Getting NaN in the softmax Layer

dhirajsuvarna · March 31, 2020, 11:11am

Hi,

I am trying to train an existing neural network from a published paper, using custom dataset.

However, why trainng this I am getting NAN as my predictions even before completeing the first batch of training (batch size = 32).

I tried to google out the error and came across multiple post from this forum and tried few things -

Reducing the learning rate (default was 0.001, reduced it to 0.0001)
Reducing batch size from 32 to 10
Using torch.autograd.detect_anomaly()

by using torch.autograd.detect_anomaly() I got the following error

Warning: Traceback of forward call that caused the error:
  File "train_classification.py", line 126, in <module>
    pred, trans, trans_feat = classifier(points)
  File "/usr/local/lib/python3.6/dist-packages/torch/nn/modules/module.py", line 532, in __call__
    result = self.forward(*input, **kwargs)
  File "/content/mydrive/My Drive/Projects/pointnet/pointnet.pytorch/pointnet/model.py", line 147, in forward
    return F.log_softmax(x, dim=1), trans, trans_feat
  File "/usr/local/lib/python3.6/dist-packages/torch/nn/functional.py", line 1317, in log_softmax
    ret = input.log_softmax(dim)

**EXTRACTED INFORMATION:**
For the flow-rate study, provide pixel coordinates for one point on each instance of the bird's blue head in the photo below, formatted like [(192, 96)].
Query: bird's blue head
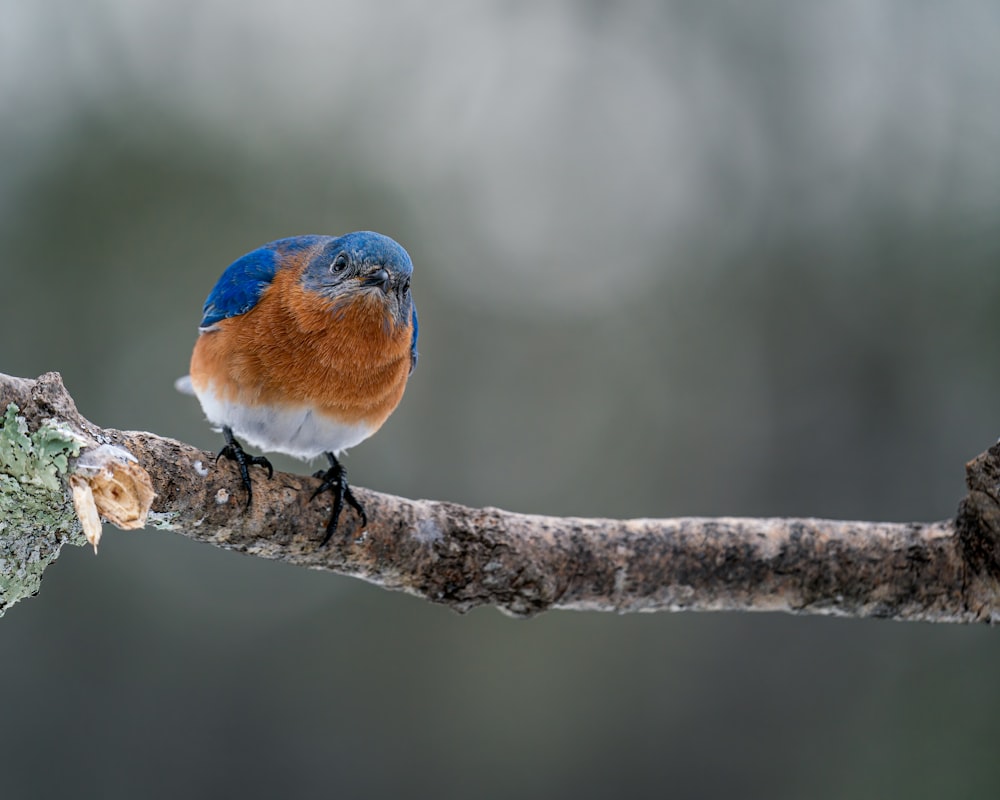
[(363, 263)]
---
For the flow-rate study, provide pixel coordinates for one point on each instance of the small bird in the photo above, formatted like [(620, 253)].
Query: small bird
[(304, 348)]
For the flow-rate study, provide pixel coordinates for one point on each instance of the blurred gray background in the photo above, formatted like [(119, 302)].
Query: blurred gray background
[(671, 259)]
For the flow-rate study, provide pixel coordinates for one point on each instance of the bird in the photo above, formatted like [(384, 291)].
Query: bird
---
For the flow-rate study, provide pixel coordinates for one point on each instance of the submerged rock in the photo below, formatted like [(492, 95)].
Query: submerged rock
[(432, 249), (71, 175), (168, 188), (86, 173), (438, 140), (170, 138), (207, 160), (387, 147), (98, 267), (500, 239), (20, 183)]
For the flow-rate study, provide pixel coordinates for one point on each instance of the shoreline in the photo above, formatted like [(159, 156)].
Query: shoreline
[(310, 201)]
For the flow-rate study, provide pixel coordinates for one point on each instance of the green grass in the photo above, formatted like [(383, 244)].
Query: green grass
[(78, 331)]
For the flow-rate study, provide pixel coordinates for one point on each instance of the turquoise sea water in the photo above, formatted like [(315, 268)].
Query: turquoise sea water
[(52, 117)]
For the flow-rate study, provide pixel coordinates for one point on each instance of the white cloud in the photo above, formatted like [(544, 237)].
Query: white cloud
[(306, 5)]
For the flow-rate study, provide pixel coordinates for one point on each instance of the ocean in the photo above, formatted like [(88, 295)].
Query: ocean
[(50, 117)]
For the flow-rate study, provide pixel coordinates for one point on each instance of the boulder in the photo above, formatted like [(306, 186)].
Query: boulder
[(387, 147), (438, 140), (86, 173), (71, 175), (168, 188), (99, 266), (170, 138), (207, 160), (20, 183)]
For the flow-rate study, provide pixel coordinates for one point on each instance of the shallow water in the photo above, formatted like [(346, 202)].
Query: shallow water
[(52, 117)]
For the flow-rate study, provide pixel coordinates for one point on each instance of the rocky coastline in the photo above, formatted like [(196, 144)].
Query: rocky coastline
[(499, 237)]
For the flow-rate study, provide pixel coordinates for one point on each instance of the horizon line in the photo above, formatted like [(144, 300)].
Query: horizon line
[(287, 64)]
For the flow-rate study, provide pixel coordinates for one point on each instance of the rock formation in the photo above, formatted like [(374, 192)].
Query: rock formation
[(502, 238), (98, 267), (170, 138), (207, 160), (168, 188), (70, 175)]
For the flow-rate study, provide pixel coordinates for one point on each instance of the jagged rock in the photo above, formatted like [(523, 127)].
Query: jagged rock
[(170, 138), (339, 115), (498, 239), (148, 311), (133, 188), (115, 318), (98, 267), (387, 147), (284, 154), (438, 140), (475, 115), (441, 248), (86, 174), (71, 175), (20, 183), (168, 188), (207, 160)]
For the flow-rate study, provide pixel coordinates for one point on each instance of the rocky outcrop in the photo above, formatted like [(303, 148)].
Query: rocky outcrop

**SHORT PROBLEM:** Continue the forum post about NaN predictions in the softmax layer, starting immediately after its last line.

**RESPONSE TO THIS EXERCISE:**
 (print_stack at /pytorch/torch/csrc/autograd/python_anomaly_mode.cpp:57)
Traceback (most recent call last):
  File "train_classification.py", line 133, in <module>
    loss.backward()
  File "/usr/local/lib/python3.6/dist-packages/torch/tensor.py", line 195, in backward
    torch.autograd.backward(self, gradient, retain_graph, create_graph)
  File "/usr/local/lib/python3.6/dist-packages/torch/autograd/__init__.py", line 99, in backward
    allow_unreachable=True)  # allow_unreachable flag
RuntimeError: Function 'LogSoftmaxBackward' returned nan values in its 0th output.

If I am interpreting this correctly, the error seems to be from the softmax layer - F.log_softmax()

Now I am stuck here, do not know how to proceed, can someone help me in this regards?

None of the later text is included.